### Exercise requirements
Please repeat the records word for word and skip the pictures.
(Beginning of Records)
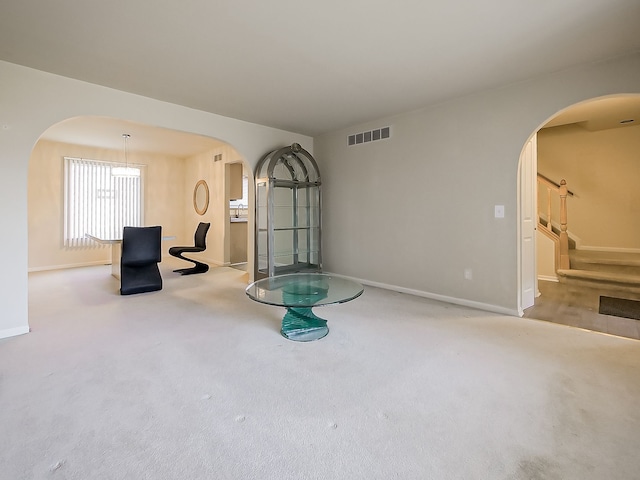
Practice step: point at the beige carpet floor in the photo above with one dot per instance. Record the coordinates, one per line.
(195, 382)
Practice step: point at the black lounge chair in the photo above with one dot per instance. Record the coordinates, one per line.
(200, 245)
(141, 253)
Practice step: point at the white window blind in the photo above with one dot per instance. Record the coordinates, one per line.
(97, 202)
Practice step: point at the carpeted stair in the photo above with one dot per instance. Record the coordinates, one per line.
(615, 274)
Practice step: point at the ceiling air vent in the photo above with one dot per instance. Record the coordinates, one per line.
(370, 136)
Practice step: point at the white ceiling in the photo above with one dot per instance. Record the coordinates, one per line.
(102, 132)
(312, 67)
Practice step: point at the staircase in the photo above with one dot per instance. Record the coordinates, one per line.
(614, 274)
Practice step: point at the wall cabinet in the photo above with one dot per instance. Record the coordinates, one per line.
(235, 181)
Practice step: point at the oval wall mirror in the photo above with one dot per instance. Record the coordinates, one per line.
(201, 197)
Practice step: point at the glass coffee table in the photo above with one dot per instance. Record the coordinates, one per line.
(299, 293)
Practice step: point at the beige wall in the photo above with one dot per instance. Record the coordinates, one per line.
(168, 201)
(31, 101)
(202, 167)
(602, 168)
(163, 202)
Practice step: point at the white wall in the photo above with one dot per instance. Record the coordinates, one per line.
(31, 101)
(416, 210)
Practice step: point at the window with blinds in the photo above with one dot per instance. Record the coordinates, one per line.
(99, 202)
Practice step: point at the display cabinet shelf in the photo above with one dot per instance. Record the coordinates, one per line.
(288, 213)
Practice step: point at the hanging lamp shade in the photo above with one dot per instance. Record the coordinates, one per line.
(125, 171)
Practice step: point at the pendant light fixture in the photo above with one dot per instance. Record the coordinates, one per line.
(125, 171)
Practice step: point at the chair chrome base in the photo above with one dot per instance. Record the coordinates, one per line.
(198, 268)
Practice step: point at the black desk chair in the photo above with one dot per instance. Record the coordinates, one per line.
(141, 254)
(200, 245)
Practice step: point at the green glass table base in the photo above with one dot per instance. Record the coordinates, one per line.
(302, 325)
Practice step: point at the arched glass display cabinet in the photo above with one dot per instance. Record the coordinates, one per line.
(287, 213)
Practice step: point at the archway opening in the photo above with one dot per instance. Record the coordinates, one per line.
(592, 147)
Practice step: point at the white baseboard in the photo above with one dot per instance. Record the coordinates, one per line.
(548, 278)
(70, 265)
(609, 249)
(435, 296)
(12, 332)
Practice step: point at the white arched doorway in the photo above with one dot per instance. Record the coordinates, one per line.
(593, 115)
(175, 163)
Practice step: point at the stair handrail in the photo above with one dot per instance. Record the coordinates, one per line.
(563, 243)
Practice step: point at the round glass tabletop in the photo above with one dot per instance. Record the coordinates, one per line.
(304, 290)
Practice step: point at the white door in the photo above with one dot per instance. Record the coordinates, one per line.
(528, 222)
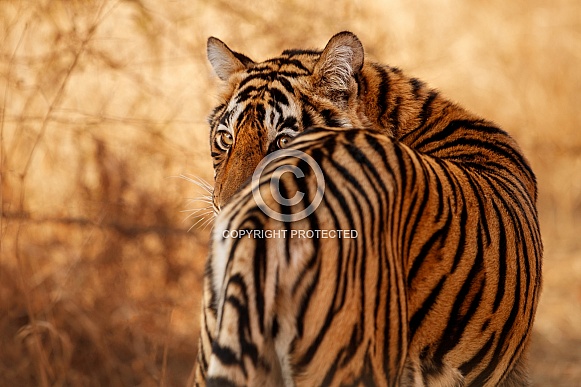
(End of Records)
### Exercise response
Practice step: point at the beige carpet floor in the photo above with one dot per instance. Record the coordinates, one per line.
(195, 382)
Practice step: point at the black lounge chair in the photo above with one dot per instance. Record the coordinates, one per line.
(200, 245)
(141, 253)
Practice step: point at the white window blind in the photo above with one dot per instance. Record the coordinates, one per line.
(97, 202)
Practice step: point at the carpeted stair in the photo above with one dot per instance. Record the coordinates, one per line.
(615, 274)
Practice step: point at the ceiling air vent in the photo above with one dot per instance. Record the coordinates, one per line.
(370, 136)
Practice step: point at the white ceiling in the photo above with one dot per instance. Record the coordinates, one per line.
(102, 132)
(312, 67)
Practice step: point at the staircase in the photo above with one dot per instance. Record the coordinates, one per line.
(614, 274)
Practice step: point at the wall cabinet in the photo above with one dot per instance. Record the coordinates, one per line.
(235, 181)
Practice step: point at the oval wall mirror in the photo above with one dot per instance. Record the coordinates, one per line.
(201, 197)
Practice step: point at the glass coffee table in the photo above with one dot per instance. Record the coordinates, one per line.
(299, 293)
Practice step: point at the beige wall in the photo above with one dot per instance. Record the coordinates, one per line.
(168, 201)
(31, 101)
(202, 167)
(602, 168)
(163, 202)
Practice step: point at the white wall in the photo above with one dot per instance. Record the coordinates, one per line.
(31, 101)
(416, 210)
Practice step: point at the window with blinds in the photo above with one dot per instance. Record the coordinates, one per line.
(99, 202)
Practice step: point at the display cabinet shelf in the photo above with one dot per instance. Record the coordinates, one per line.
(288, 213)
Practice step: point at the hanging lamp shade in the photo above with one dot per instance. Record the coordinates, one per line.
(125, 171)
Practice step: point at the pendant light fixture in the photo above with one dot per instance. Record the coordinates, one per line.
(125, 171)
Practice step: point at the chair chrome base in the photo above with one dot per instance. Record the coordinates, one per line.
(198, 268)
Practice step: point at the black desk chair in the photo above with one dot per instance. Record the coordinates, one per line.
(141, 254)
(200, 245)
Practice step: point at the green glass table base in the photo above with one dot per instance. Record the coordinates, one per line.
(302, 325)
Practice step: point at the arched glass display cabinet in the photo above with one dot per instance. Record the coordinates, one per line.
(287, 213)
Practice step: point at the archway opening in the photo above with one dot per instance. Record the coordinates, one per line.
(592, 147)
Practice step: point at the white baseboard in the photo above with one dot per instance. Record the coordinates, one per line.
(548, 278)
(70, 265)
(609, 249)
(435, 296)
(12, 332)
Practice step: point at the white arched doorway in the photo above with one dot per instance. Record the coordinates, one per line.
(593, 115)
(175, 163)
Practice step: point at the stair handrail in the photo above with one dot per instance. Record the coordinates, one per line.
(563, 243)
Practice step: point at the round glass tabletop in the photo above with one dot per instance. Record the coordinates, one per line.
(304, 290)
Practice step: point at the white door in the photo above with one dot per instance. Record the coordinates, one per line.
(528, 222)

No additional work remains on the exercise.